Objective: Reproduce every one of the records below without changing a single character.

Start of Record list

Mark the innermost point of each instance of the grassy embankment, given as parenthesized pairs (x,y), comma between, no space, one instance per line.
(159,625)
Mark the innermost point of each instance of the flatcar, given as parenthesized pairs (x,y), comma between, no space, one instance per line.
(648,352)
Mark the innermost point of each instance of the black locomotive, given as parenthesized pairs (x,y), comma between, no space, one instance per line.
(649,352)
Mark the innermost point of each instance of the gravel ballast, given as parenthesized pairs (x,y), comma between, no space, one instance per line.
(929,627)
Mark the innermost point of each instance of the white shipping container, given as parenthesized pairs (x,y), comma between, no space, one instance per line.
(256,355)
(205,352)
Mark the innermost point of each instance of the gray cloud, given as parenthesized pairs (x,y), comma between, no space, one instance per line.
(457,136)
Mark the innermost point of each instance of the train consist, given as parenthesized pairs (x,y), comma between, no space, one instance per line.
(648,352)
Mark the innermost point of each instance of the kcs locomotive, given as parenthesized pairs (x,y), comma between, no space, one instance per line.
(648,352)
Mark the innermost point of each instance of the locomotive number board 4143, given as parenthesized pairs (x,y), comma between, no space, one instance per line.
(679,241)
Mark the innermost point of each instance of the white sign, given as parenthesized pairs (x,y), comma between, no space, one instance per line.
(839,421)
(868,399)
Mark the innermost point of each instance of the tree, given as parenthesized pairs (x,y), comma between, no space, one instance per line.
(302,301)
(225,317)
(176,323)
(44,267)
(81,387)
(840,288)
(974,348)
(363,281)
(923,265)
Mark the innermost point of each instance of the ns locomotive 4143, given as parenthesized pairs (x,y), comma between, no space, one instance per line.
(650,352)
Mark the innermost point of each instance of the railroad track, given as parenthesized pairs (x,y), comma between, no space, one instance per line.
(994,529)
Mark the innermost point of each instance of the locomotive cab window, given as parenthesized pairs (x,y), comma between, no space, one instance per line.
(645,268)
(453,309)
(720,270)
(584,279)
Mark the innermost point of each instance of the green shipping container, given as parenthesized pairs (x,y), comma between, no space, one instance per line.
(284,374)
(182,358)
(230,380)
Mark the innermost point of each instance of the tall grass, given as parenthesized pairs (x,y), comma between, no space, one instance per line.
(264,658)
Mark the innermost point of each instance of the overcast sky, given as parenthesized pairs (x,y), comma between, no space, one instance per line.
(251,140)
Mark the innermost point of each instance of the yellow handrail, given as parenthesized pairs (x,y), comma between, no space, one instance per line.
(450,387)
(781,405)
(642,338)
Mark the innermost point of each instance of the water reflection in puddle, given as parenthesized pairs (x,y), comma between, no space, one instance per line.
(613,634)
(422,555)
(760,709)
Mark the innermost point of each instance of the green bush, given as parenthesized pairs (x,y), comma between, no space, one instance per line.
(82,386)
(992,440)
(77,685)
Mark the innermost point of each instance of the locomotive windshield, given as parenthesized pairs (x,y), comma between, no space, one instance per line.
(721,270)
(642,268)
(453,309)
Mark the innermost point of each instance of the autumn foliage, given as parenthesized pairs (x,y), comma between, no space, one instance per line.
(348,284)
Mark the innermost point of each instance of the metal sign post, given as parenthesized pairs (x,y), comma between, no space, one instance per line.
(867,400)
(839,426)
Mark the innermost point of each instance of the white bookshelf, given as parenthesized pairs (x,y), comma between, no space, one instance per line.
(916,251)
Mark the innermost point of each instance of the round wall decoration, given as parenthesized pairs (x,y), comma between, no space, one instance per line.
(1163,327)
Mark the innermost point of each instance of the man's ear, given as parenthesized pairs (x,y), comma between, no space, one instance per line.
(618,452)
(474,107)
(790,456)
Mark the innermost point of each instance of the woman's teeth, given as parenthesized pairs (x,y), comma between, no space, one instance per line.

End of Record list

Task solution:
Mark the innermost point of each instance of the grassy embankment, given as parenthesized pairs (x,y), comma between, no space, one instance per line.
(159,625)
Mark the innermost point of each instance of the flatcar, given as parenthesized pairs (x,y), comma between, no space, one instance per line.
(648,352)
Mark the innermost point of each instance of the black locomotive, given as parenthesized pairs (x,y), comma between, no space, one instance per line.
(649,352)
Mark the innermost point of each instance of the gravel ballast, given as parenthesized pairs (x,y), comma between, no space, one instance per line.
(929,627)
Mark the innermost point of each instance of the white shipping container, given as parenthesized pairs (x,y), comma between, no space, one instance per line.
(256,355)
(205,352)
Mark the innermost point of each instance of the gray cloud, given as parenthesized pairs (x,y), comma between, no space, one instance per line.
(457,136)
Mark the innermost point of each instance of the train consist, given as parenthesized pairs (x,y), comma between, no space, one instance per line.
(648,352)
Mark the innermost point of each instance of the kcs locomotive, given as parenthesized pairs (x,y), comma between, no space, one instance per line.
(648,352)
Mark the innermost point of each instance of the locomotive number board 4143, given as parenthesized pairs (x,y), comma between, no space, one instance per line.
(679,241)
Mark the innermost point of each instance of the white sign, given as parenthesized pairs (x,y), comma between, no space, one instance per line.
(839,421)
(868,399)
Mark the innermost point of each instance of the tree, given as parenthesized pairs (x,y), comma between, no space, one instance per line.
(302,301)
(225,317)
(176,323)
(44,267)
(81,387)
(840,288)
(974,348)
(363,281)
(923,265)
Mark the innermost point of each instance of the ns locomotive 4143, given as parenthesized pairs (x,y), comma between, no space, one instance per line.
(650,352)
Mark the innermost point of each instance of the railroad track, given as parenthesized pairs (x,y), comma between, no space, one instance per line.
(994,529)
Mark the innermost point of each instance of the locomotive cab window, given as parenthesized pairs (x,y), comma between, no space, one instance per line.
(645,268)
(453,309)
(720,270)
(584,279)
Mark the innermost point of each instance of the green shipping container, given as parenthesized pairs (x,y), comma between, no space, one instance per line.
(284,374)
(182,358)
(230,380)
Mark the innermost point of each instance of the tall grass, given as parenthesized pairs (x,y), comma between, no space, one instance per line.
(264,658)
Mark the innermost point of each instance of the overcast sky, given as parenthesized pairs (x,y), comma between, no space, one instance per line.
(251,140)
Mark the innermost point of each instance of the yellow handrail, given as parenthesized pairs (x,y), comma between, no space, one instance per line.
(450,387)
(781,405)
(642,338)
Mark the innermost point of each instance of the water reflection in puddle, given as parenthesized pairs (x,y), comma between, no space, one instance per line.
(613,634)
(422,555)
(760,709)
Mark the innermost point of each instance of the green bush, given as parenthesized pairs (x,y), comma between, no space, one instance per line.
(82,386)
(992,440)
(77,685)
Mark the innermost point of each instance of the locomotive windshield, given as parenthesized pairs (x,y), comma between, no space, one instance per line.
(721,270)
(642,268)
(453,309)
Mark the innermost point of each instance of the autumn foliage, given as parenthesized pairs (x,y), comma between, no space, one instance per line.
(348,284)
Mark the innermost point of each instance of the metal sign post, given as parenthesized pairs (x,y), comma between, no space, one instance per line.
(867,400)
(839,426)
Mark the innermost point of each instance of the white bookshelf, given as parenthesized pairs (x,y), comma between, no space, one instance per line.
(916,251)
Mark the innermost point of each instance of the round wall decoration, given as parenthesized pairs (x,y), comma between, no space, one instance per line.
(1163,327)
Mark the innermost point of each instance of the man's ear, given as parenthesized pairs (x,y), comma between, no space, one instance per line.
(618,452)
(474,107)
(790,456)
Mark the innermost point of each instance of the woman's teeth, given as parenthesized pairs (x,y), comma between, no space, one instance per line.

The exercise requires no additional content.